* **Exercise description**:
Reproduce every entry in the listing without alteration.

**********

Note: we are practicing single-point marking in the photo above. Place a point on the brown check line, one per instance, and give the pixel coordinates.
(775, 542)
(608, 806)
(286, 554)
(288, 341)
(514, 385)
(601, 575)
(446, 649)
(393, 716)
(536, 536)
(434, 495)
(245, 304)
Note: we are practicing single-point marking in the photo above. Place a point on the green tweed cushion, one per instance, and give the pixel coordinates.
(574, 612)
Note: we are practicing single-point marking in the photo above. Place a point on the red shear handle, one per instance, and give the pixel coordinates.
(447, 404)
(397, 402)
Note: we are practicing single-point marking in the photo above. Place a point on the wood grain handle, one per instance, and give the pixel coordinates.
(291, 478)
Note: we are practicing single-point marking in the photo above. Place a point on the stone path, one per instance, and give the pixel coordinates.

**********

* **Final answer**:
Note: we are practicing single-point marking in the photo above. Place a point on the brown check line, one per instance, and give the pixel coordinates.
(775, 542)
(608, 806)
(286, 554)
(288, 341)
(514, 385)
(601, 575)
(446, 649)
(393, 716)
(536, 536)
(434, 495)
(245, 304)
Note: we are practicing single-point marking in the photo above. Place a point on the green tweed cushion, one per instance, and give the pixel coordinates.
(574, 612)
Note: we are practicing single-point marking in the photo above. Place a point on the red shear handle, one per instance, and give the pixel coordinates.
(447, 404)
(397, 402)
Note: we are practicing single-point marking in the photo above. Place a point on the wood grain handle, one per instance, and give the pixel coordinates.
(291, 478)
Note: we are practicing single-point marking in the photo above. Place a point on the stone path, one per instance, and give the pixel coordinates.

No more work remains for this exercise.